═════ Data under study

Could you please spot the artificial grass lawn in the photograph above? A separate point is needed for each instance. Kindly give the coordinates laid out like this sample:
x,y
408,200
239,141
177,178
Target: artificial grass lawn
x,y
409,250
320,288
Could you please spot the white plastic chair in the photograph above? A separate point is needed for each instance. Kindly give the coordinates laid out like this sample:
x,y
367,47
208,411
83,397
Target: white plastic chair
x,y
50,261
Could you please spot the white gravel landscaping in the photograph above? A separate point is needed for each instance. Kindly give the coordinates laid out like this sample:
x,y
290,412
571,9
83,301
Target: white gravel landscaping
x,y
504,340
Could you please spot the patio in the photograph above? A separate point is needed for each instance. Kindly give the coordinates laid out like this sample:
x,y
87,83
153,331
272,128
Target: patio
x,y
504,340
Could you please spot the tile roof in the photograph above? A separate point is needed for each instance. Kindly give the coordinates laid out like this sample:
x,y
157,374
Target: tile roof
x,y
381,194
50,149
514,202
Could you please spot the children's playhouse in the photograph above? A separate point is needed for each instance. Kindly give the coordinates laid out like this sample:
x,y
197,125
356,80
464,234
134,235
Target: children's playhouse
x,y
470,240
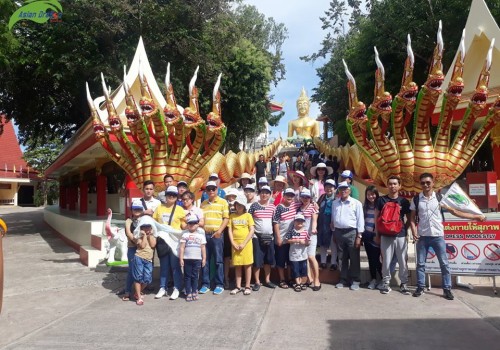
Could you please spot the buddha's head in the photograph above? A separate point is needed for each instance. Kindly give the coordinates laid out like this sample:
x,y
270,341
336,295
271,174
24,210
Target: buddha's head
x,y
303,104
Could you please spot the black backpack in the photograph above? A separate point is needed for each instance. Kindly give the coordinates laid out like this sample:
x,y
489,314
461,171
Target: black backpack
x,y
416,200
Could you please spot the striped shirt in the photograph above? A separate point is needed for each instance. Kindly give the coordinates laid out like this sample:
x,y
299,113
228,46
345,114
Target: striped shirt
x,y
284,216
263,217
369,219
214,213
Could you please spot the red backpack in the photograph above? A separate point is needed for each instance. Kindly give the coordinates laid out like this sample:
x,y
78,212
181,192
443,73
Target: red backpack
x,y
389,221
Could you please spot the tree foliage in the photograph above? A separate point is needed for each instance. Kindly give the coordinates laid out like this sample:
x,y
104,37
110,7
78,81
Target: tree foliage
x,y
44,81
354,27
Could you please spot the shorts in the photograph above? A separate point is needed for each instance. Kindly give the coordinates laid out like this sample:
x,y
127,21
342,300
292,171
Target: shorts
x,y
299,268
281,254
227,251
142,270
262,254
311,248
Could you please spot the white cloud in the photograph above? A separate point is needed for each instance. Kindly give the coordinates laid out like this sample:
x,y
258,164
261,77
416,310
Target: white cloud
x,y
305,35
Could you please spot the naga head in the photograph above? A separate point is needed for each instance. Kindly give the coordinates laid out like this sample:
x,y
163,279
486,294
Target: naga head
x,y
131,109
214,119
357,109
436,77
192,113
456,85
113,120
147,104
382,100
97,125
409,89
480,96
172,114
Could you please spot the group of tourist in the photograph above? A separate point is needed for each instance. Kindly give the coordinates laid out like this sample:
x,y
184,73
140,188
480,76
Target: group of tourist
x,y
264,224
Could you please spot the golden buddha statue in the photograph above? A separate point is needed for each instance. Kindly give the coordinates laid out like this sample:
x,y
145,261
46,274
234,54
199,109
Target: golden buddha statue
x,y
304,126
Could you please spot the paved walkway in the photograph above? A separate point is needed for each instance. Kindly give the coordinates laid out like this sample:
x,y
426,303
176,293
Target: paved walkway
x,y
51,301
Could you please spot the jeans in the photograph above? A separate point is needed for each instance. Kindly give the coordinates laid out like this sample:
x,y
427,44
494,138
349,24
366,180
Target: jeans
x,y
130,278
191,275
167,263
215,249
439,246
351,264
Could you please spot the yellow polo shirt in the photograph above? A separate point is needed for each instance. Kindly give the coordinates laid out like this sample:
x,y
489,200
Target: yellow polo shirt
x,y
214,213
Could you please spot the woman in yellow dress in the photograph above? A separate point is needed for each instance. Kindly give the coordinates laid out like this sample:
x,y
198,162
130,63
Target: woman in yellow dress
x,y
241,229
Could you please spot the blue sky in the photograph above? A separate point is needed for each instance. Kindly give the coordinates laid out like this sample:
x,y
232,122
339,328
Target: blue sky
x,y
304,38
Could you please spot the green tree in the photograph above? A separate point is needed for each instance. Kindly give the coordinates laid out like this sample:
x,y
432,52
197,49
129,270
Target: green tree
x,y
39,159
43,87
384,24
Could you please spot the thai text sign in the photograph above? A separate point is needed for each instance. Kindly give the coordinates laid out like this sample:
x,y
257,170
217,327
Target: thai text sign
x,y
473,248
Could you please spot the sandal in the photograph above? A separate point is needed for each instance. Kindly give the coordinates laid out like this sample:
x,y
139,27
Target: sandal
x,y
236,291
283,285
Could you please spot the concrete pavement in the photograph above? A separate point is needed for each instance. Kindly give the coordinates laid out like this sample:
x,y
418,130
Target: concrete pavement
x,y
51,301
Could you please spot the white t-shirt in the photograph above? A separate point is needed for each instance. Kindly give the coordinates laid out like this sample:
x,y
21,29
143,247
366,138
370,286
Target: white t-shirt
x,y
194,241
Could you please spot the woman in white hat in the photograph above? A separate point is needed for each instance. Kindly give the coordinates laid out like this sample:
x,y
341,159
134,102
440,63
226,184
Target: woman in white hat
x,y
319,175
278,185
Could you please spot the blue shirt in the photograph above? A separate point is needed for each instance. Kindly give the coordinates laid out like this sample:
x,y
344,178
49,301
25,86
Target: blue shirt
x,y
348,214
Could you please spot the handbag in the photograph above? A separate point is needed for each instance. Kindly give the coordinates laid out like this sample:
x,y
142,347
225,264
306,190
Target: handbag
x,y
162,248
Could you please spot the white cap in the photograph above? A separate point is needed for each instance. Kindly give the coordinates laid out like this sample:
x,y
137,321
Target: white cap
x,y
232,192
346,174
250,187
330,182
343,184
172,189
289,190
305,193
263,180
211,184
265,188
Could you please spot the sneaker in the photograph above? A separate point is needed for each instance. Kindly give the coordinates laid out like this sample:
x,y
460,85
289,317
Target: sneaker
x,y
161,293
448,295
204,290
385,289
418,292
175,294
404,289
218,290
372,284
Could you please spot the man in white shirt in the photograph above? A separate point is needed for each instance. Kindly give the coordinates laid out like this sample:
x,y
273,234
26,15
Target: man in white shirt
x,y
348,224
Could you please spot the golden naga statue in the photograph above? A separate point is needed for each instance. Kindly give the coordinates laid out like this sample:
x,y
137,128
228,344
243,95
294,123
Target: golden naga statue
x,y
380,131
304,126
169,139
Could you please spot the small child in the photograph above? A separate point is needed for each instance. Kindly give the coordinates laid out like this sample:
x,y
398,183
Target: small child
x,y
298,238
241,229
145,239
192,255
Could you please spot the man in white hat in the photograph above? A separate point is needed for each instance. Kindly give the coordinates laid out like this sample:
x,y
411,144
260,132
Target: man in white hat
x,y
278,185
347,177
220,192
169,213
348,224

══════════

Once the pictures are set aside, repeat each entry exactly as it stands.

Could you please spot the artificial grass lawn in the photograph above? A separate point is needed for each instance. Kindly give the coordinates laid out like this sample:
x,y
408,200
239,141
177,178
Target: artificial grass lawn
x,y
409,250
320,288
Could you please spot the white plastic chair in the photograph above? A separate point is needed for each instance. Kindly give the coordinates laid out like this sample:
x,y
367,47
208,411
83,397
Target: white plastic chair
x,y
50,261
Could you please spot the white gravel landscaping in the photograph above? A separate point is needed for each instance. Kindly give the coordinates laid out like this sample:
x,y
290,412
571,9
83,301
Target: white gravel landscaping
x,y
504,340
Could you please spot the patio in the photograph above? A separate point is needed for each instance. Kindly give the coordinates laid out like this sample:
x,y
87,83
153,331
272,128
Target: patio
x,y
504,340
Could you please spot the tile roof in the photograph above? A separate point is needed for each instance. Kindly give the coordinates laid out like this sample:
x,y
157,374
Target: tile roof
x,y
381,194
50,149
514,202
Could you please spot the children's playhouse in the photograph above? A separate point is needed for each instance. Kindly give the coordinates laid out like this sample:
x,y
197,125
356,80
464,234
134,235
Target: children's playhouse
x,y
470,240
Could you please spot the buddha's head in the photograph above? A separate point is needed for each instance. Kindly give the coordinates laid out like this sample:
x,y
270,341
336,295
271,174
24,210
Target: buddha's head
x,y
303,104
Could you please spot the black backpack in the photograph above? A separate point is needed for each instance. Kindly give the coordinates laid out like this sample:
x,y
489,314
461,171
Target: black backpack
x,y
416,200
Could you please spot the striped shirt in the photograph above? A separate point is needed for each instance. Kindly give the coordinates laid out like this sample:
x,y
299,113
228,46
345,114
Target: striped shirt
x,y
284,216
263,217
369,219
214,213
Could you please spot the red backpack in the photograph above? A separate point is needed for each instance. Kindly give the coordinates laid out like this sample:
x,y
78,212
181,192
443,73
Target: red backpack
x,y
389,221
Could you please spot the tree foliage in the photograph above? A separate point is needed for each instance. Kindly give the coordinates laid out like this sample:
x,y
104,37
110,7
78,81
Target: tree foliage
x,y
44,81
354,27
Could you please spot the shorts in the photograph above? A separate point is needed for each instance. Kindly give the coordinates laid out like this sample:
x,y
127,21
342,300
292,171
Target: shorts
x,y
299,268
281,254
227,251
142,270
262,254
311,248
Could you please spot the white cloud in the photograph above? A separate point is needed for each instance. Kindly give the coordinates laid out like this sample:
x,y
258,164
261,77
416,310
Target: white cloud
x,y
305,35
Could you please spot the naga head in the photograph above? A separate point is needed for each instance. Kindly give the coordinates laid out like this sample:
x,y
163,279
486,294
Target: naga head
x,y
131,109
214,119
357,109
436,77
192,113
456,85
113,120
147,104
382,100
97,125
409,89
480,96
172,114
Could you please spot the group of tourist in the photograph above? A separate point is needed for each instance. Kindly give the coordinates laid out like this sample:
x,y
184,73
140,188
480,76
Target: group of tourist
x,y
264,224
Could you please spot the golden buddha statue in the photograph above? A separate point is needed for each instance. Kindly give the coordinates laid out like this sample:
x,y
145,261
46,274
234,54
199,109
Target: golden buddha statue
x,y
304,126
Could you please spot the paved walkway in the photograph above? A separate point is needed for each instance. Kindly give the coordinates laid out like this sample:
x,y
426,303
176,293
Target: paved walkway
x,y
51,301
Could you please spot the jeans in the photograph above? A separate point is needed for each instance. Kindly give the coordinates laid out like this sample:
x,y
427,44
494,138
349,24
366,180
Target: jeans
x,y
130,278
191,275
167,263
215,249
439,246
351,264
Could you please spot the yellow polo shirt in the photograph above? A separate point is needed for each instance. Kindly give the coordinates laid out like this sample:
x,y
489,200
Target: yellow polo shirt
x,y
214,213
Could you please spot the woman in yellow dress in the photograph above? A separate point is needed for each instance. Kindly give the coordinates laid out like this sample:
x,y
198,162
130,63
Target: woman in yellow dress
x,y
241,229
Could you please spot the blue sky in the photograph above? A separate point is needed for each instance. Kindly give the coordinates laid out like this sample:
x,y
232,122
339,328
Target: blue sky
x,y
304,38
Could you please spot the green tree in the photograph above? A separate point is needed for each instance. Kindly give the coordinates laid out like this sample:
x,y
432,52
197,49
129,270
Target: green tree
x,y
39,159
43,87
384,24
Could you please spot the thai text sign in the photograph above? A separate point is needed for each instance. Kindly give the coordinates laid out like this sample:
x,y
257,170
217,327
Target: thai text sign
x,y
473,248
Could you please spot the sandal in the photograph above? A separate point is needed for each instance. Kindly give the coordinates laid out like this sample:
x,y
139,27
Target: sandal
x,y
236,291
283,285
Could you please spot the concrete pavement in the photograph above? A separate point is needed for each instance. Kindly give the coordinates laid out like this sample:
x,y
418,130
Target: concrete pavement
x,y
51,301
Could you please spot the white t-shirt in the photograph above? A separate point is needed for each instance. Kindly give the coordinates laid out like this sample:
x,y
21,29
143,247
366,138
370,286
Target: white t-shirt
x,y
194,241
Could you please spot the woman in white hat in the photograph above? A separate point is needed for each instance. Kindly give the coordinates laid out like this sample:
x,y
341,159
134,102
440,63
226,184
Target: woman in white hat
x,y
319,175
278,185
Could you please spot the blue shirt in the photograph above? A separate point is needed for each instance. Kindly give the coordinates laid out like this sample:
x,y
344,178
49,301
25,86
Target: blue shirt
x,y
348,214
Could you please spot the handbag in the photograph above? A separate point is needed for each instance. Kindly give the coordinates laid out like this sample:
x,y
142,347
225,264
306,190
Target: handbag
x,y
162,248
Could you please spot the white cap in the photograph above? A separate point is needed for each instance. Kindly give the coordinates laid out like this sample:
x,y
137,321
Target: white cap
x,y
232,192
346,174
250,187
330,182
343,184
172,189
289,190
305,193
263,180
211,184
265,188
Could you please spot the sneaker in the photograph above? A separate point is needed for each instance. Kindly give the coordinates laid out like this sample:
x,y
460,85
289,317
Target: sneaker
x,y
161,293
448,295
204,290
385,289
418,292
175,294
404,289
218,290
372,284
Could you please spot the man in white shirt in the photograph above? A separate point is needed for each instance. Kindly give the coordinates laid out like this sample:
x,y
273,234
26,15
Target: man in white shirt
x,y
348,224
Could you please spot the golden naga statue in the photograph above? A separate point is needed for each instance. Kindly give the coordinates laid out like this sample:
x,y
137,128
228,344
243,95
294,123
Target: golden naga statue
x,y
380,131
304,126
169,139
Could you please spot the small child in the photograph above? A separate point is needed for each instance. Kindly give the coordinates laid out like this sample:
x,y
398,183
Target: small child
x,y
298,238
241,229
145,239
192,255
Could you please spot the man in white hat in the photograph above? A separate point is needed for each instance. Kindly give the coordinates laid out like this sample:
x,y
411,144
260,132
Target: man in white hat
x,y
278,185
347,177
220,192
169,213
348,224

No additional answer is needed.